• [Excerpt to read]:

Biology of Spirochetes  

  MEMBERSResearcher PICARDEAU Mathieu IP Assistant Professor, PhD
Research Engineer BOURHY Pascale IP Engineer, PhD Deputy manager of the NRC for Leptospira
Research fellows LOURDAULT Kristel Master 2 student / CERQUEIRA Gustavo PhD student / AVIAT Florence postdoc student
Other staff ZININI Farida IP Technician / COUEILLE Solange IP Secretary / MOREL Viviane IP Technician / CLEMENT Sabine IP Technician

  Annual Report

Spirochetes are the causative agents of several important animal and human diseases such as Lyme disease and leptospirosis. The unit is composed of a research group on Leptospira and the National Reference Center for Leptospira (also WHO collaborating Center for Leptospira ).

In 2008, the main research activities included:

i) Comparative genomics between saprophytic and pathogenic Leptospira

In collaboration with the Genomic Platform of the Pasteur Institute, we sequenced the genome of the saprophyte Leptospira biflexa which is our model bacteria. Indeed, numerous tools for genetic manipulation of this saprophytic strain have been developed by our group in the recent years, including random and targeted mutagenesis. We have started the comparison of the genetic content between L. biflexa and pathogenic species that have been already sequenced. Comparative genomics reveals clues on the life-styles of Leptospira in the environment and in the infected host.

ii) First evidence of targeted mutagenesis in pathogenic Leptospira

Leptospiral immunoglobulin- like repeat (Lig) proteins were previously identified as a putative Leptospira virulence factor. In this study, a ligB mutant was constructed by allelic exchange in L. interrogans, wherein a spectinomycin resistance gene replaced a portion of the ligB coding sequence. Gene disruption was confirmed by PCR, immunoblot analysis, and immunofluorescence studies. The ligB mutant did not show decrease virulence compared to the wild-type strain in the hamster model of leptospirosis. In addition, inoculation of rats with ligB mutant was able to induce persistent colonization of the kidneys. Finally LigB was not required to mediate bacterial adherence to cultured cells. Taken together, our data provides the first evidence for site-directed homologous recombination in pathogenic Leptospira. Furthermore, our data suggest that LigB does not play a major role in dissemination of the pathogen in the host and development of acute disease manifestations or persistent renal colonization (Croda et al. 2008).

iii) Characterization of biofilm formation in Leptospira spp.

Leptospires exist as saprophytic organisms that are exclusively aquatic or as pathogens that are able to survive in water. Leptospirosis is transmitted to humans through environmental surface waters contaminated by the urine of mammals, usually rodents, that are chronically infected by pathogenic strains. The ecology of Leptospira spp. prompted us to evaluate if these spirochetes were able to form a biofilm, i.e surface-associated cells enclosed in a polymer matrix of their own synthesis. We have demonstrated, by electron and confocal laser-scanning microscopy, that L. biflexa and L. interrogans strains can form biofilms in vitro. The biofilm formation in vitro by Leptospira strains was also investigated on abiotic surfaces (polystyrene microtiter plates) by measuring absorbance after staining with crystal violet. Using this method, we were able to show that L. biflexa mutant strains form less extensive biofilms in vitro than the wild-type strain (Ristow et al. 2007).

• [What you need to do]: Reproduce word for word the stretch of the spirochete research report from "i) Comparative genomics" through "the infected host.".

• [Data]:
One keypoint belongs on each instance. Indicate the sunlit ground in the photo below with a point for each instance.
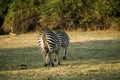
(91, 56)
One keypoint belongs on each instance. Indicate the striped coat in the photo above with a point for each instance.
(49, 43)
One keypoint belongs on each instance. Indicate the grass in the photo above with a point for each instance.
(91, 56)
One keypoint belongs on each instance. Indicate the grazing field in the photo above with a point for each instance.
(91, 56)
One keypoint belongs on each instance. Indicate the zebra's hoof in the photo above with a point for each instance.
(55, 60)
(45, 65)
(64, 58)
(52, 64)
(59, 63)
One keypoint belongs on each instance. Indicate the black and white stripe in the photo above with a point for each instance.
(63, 41)
(49, 43)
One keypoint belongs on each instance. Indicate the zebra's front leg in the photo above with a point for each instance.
(48, 60)
(65, 52)
(57, 54)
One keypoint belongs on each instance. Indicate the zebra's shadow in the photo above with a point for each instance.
(89, 52)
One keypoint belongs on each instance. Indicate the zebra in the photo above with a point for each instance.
(48, 44)
(63, 41)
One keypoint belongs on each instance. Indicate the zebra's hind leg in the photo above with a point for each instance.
(65, 52)
(48, 60)
(57, 54)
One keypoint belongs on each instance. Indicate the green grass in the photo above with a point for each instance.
(91, 56)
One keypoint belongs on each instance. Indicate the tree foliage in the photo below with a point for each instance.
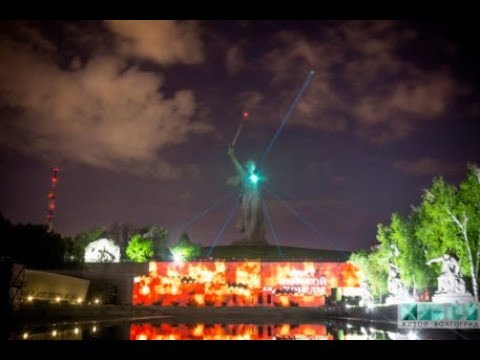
(450, 222)
(139, 249)
(374, 268)
(159, 237)
(406, 250)
(446, 221)
(76, 247)
(186, 249)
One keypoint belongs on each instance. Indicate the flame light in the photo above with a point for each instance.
(247, 283)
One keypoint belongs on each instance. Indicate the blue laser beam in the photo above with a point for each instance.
(272, 229)
(287, 115)
(224, 226)
(303, 220)
(204, 212)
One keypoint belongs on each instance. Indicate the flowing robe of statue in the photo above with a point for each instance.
(250, 222)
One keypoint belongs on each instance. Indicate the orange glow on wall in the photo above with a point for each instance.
(249, 283)
(228, 332)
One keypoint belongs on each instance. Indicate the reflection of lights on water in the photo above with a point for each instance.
(412, 335)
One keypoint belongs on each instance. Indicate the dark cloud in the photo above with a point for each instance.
(362, 82)
(234, 59)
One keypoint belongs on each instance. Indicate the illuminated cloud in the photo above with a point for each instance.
(106, 114)
(427, 166)
(162, 41)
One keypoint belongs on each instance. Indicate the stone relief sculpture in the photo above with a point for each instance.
(102, 250)
(449, 281)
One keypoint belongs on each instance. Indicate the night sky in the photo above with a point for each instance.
(138, 116)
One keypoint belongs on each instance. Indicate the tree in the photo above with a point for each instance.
(121, 233)
(76, 248)
(374, 268)
(406, 250)
(159, 236)
(450, 222)
(184, 249)
(139, 249)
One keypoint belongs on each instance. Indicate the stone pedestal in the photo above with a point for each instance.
(392, 300)
(453, 298)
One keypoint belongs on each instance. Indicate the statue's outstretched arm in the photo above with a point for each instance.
(235, 162)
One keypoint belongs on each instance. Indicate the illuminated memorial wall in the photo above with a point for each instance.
(247, 283)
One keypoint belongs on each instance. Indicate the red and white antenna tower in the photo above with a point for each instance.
(51, 199)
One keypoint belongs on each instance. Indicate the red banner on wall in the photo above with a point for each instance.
(249, 283)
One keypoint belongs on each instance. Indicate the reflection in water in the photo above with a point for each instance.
(327, 330)
(228, 332)
(201, 331)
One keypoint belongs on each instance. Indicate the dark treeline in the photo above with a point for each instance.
(34, 247)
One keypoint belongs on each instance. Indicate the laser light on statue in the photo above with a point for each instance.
(254, 178)
(178, 258)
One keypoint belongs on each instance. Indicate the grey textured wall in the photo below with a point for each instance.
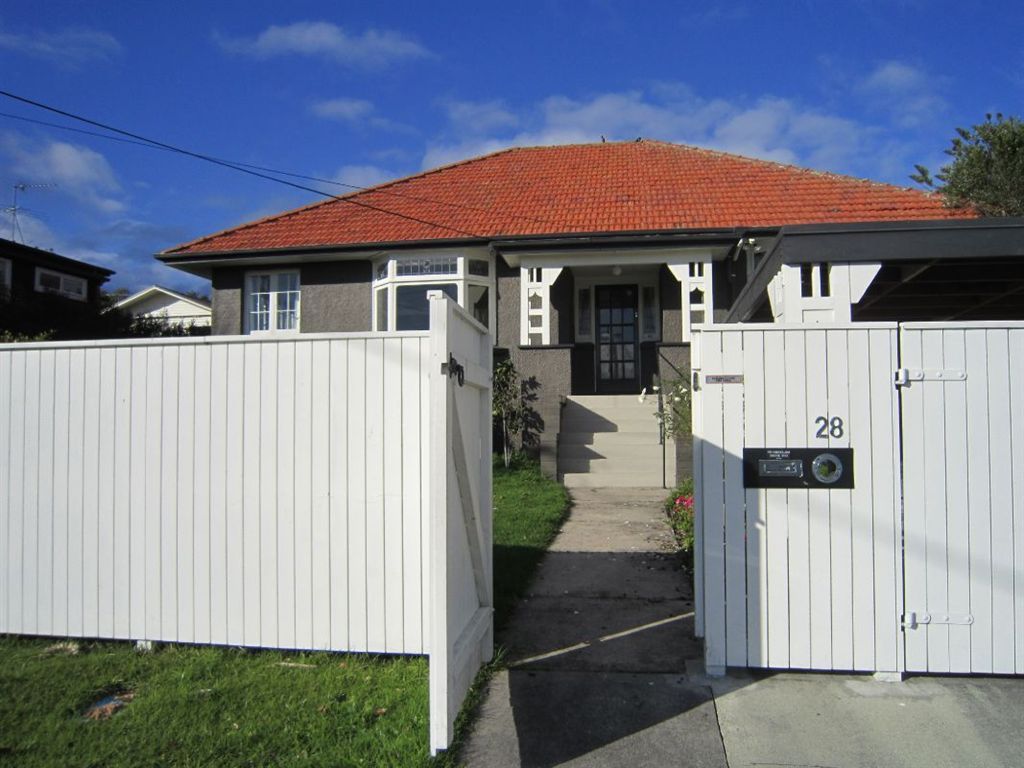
(508, 305)
(551, 370)
(562, 316)
(674, 363)
(226, 296)
(335, 297)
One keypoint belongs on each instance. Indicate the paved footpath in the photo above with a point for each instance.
(597, 651)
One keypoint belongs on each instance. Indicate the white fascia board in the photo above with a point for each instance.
(610, 257)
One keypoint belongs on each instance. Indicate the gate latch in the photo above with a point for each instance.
(912, 620)
(904, 376)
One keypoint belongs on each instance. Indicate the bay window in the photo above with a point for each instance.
(272, 302)
(401, 283)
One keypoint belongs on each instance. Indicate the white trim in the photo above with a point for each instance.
(272, 330)
(536, 282)
(62, 291)
(146, 292)
(693, 275)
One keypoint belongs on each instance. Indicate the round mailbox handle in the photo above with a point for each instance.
(826, 468)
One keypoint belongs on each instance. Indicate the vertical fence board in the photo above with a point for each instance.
(840, 503)
(374, 468)
(47, 624)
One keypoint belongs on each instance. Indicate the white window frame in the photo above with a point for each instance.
(246, 310)
(386, 278)
(62, 291)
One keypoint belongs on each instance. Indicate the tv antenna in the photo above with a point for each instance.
(20, 186)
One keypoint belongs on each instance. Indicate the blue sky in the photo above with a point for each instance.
(360, 93)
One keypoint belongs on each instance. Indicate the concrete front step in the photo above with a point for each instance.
(629, 455)
(605, 439)
(609, 421)
(614, 479)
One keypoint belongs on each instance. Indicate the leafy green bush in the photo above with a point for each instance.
(679, 507)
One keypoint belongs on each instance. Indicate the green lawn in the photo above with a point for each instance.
(203, 707)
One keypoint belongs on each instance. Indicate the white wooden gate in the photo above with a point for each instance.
(918, 567)
(963, 417)
(461, 589)
(310, 493)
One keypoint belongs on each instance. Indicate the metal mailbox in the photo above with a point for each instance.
(798, 468)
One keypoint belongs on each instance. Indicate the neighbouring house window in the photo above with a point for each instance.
(68, 286)
(4, 276)
(272, 302)
(584, 307)
(401, 284)
(381, 324)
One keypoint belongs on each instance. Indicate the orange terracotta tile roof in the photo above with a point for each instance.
(580, 188)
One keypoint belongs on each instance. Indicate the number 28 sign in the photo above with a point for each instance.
(828, 427)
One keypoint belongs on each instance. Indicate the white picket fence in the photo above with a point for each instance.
(242, 491)
(918, 567)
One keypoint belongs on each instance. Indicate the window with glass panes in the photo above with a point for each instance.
(272, 302)
(401, 283)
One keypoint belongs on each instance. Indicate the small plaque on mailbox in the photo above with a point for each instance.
(723, 379)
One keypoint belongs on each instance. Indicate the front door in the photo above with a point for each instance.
(617, 361)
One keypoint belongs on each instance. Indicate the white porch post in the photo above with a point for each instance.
(693, 275)
(535, 303)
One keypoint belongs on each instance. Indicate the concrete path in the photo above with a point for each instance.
(598, 649)
(604, 671)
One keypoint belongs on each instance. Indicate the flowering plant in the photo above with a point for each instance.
(679, 507)
(676, 410)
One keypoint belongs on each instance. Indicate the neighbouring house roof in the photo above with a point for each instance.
(10, 249)
(581, 188)
(146, 293)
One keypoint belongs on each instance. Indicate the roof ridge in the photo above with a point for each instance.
(337, 199)
(788, 166)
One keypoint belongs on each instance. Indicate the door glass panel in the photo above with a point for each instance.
(616, 330)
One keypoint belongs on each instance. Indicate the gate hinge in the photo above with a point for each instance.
(912, 620)
(904, 376)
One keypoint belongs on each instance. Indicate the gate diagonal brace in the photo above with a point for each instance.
(905, 376)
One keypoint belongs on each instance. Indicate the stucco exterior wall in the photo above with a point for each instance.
(335, 297)
(674, 364)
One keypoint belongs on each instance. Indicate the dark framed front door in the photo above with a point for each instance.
(616, 348)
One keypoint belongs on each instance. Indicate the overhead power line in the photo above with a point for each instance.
(226, 164)
(239, 165)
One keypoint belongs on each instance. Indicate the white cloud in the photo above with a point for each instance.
(372, 49)
(69, 47)
(479, 117)
(344, 110)
(74, 170)
(907, 93)
(358, 113)
(770, 128)
(363, 175)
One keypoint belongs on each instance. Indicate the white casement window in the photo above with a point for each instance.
(4, 276)
(48, 281)
(400, 286)
(272, 302)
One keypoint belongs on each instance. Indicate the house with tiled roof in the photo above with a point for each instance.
(592, 263)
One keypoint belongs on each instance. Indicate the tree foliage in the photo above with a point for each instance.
(987, 168)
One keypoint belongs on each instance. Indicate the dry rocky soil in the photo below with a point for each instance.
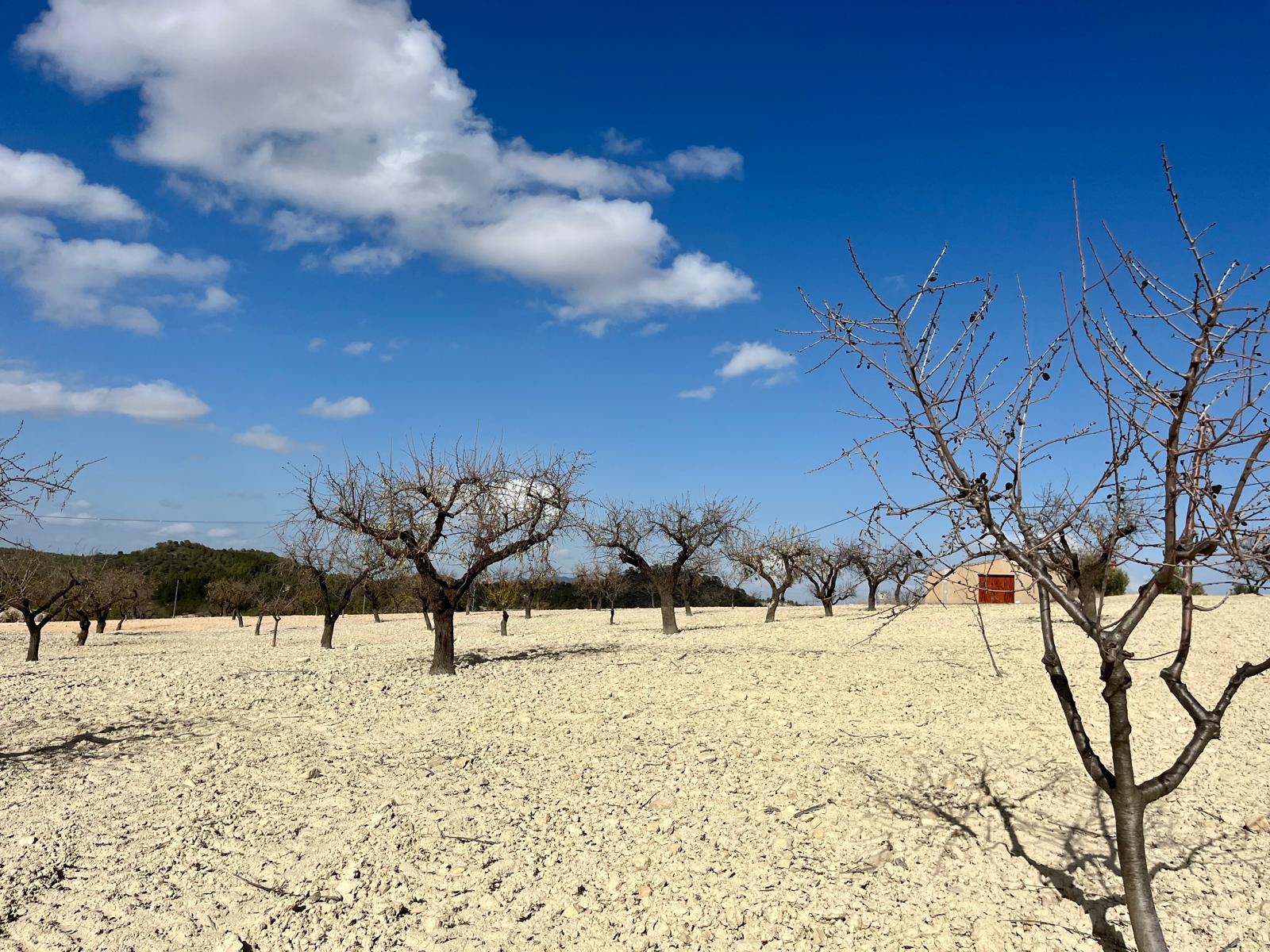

• [Your response]:
i) Comparative genomics between saprophytic and pathogenic Leptospira

In collaboration with the Genomic Platform of the Pasteur Institute, we sequenced the genome of the saprophyte Leptospira biflexa which is our model bacteria. Indeed, numerous tools for genetic manipulation of this saprophytic strain have been developed by our group in the recent years, including random and targeted mutagenesis. We have started the comparison of the genetic content between L. biflexa and pathogenic species that have been already sequenced. Comparative genomics reveals clues on the life-styles of Leptospira in the environment and in the infected host.